WHAT IS ASKED:
Reproduce every line of the data below verbatim, but leave the picture out of your answer.

GIVEN DATA:

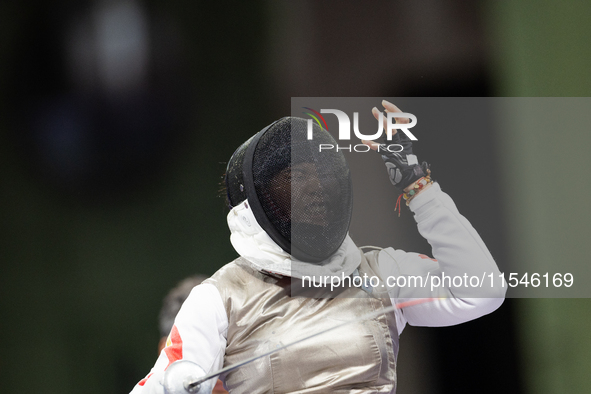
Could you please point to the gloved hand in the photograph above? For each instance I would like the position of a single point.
(402, 165)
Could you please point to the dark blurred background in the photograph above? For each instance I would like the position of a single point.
(117, 118)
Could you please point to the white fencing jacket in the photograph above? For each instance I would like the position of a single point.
(462, 276)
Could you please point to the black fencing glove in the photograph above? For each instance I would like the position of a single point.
(402, 165)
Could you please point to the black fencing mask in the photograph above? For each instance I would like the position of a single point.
(300, 196)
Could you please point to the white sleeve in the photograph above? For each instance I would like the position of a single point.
(199, 335)
(458, 252)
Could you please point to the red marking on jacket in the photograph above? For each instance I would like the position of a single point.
(144, 380)
(174, 346)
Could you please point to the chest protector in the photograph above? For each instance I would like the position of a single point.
(262, 315)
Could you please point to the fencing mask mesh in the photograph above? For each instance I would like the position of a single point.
(299, 195)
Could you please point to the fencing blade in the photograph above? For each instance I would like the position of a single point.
(192, 385)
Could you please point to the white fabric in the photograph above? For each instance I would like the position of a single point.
(203, 324)
(254, 244)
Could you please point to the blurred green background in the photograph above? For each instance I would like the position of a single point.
(117, 118)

SOLUTION FOR THIS PROBLEM:
Could you please point to the gloved hand in the photograph above? For each instance I would like the position of a single point.
(402, 165)
Could you please point to the dark blurred background in the photograph above? For each instance I would like the position of a single point.
(117, 118)
Could you please point to the white fencing jacket in the photograph above? For each instance I would like the position of a single point.
(462, 276)
Could you please point to the black fencing glove in the photograph above? For each instance I would like the position of a single point.
(402, 165)
Could you please point to the black fencing mask in the photograph above? For each instance I would like the position of a single point.
(300, 196)
Could you please point to the white sleeve in the photograph above? For each instance I would like the position of a single point.
(199, 335)
(458, 252)
Could you please point to the red marking on jacket in the photograph above? For each instance I would like the position of a single point.
(144, 380)
(174, 346)
Could you please point to the chest protector in the photograph above? For each instance I would like the position of a single point.
(262, 315)
Could you please point to the fencing mask mesh in the photograph above? For each instance I would like the position of a single point.
(299, 195)
Could you please point to the fencing blade in the photograph above? For each instance I would like the position of a single point.
(192, 385)
Could you please point to the white fabric in the photograph above? For each instance I would like the position of a single point.
(203, 324)
(254, 244)
Could you please point to the blurred green background in the photograph above? For each instance I would like the position of a single point.
(117, 118)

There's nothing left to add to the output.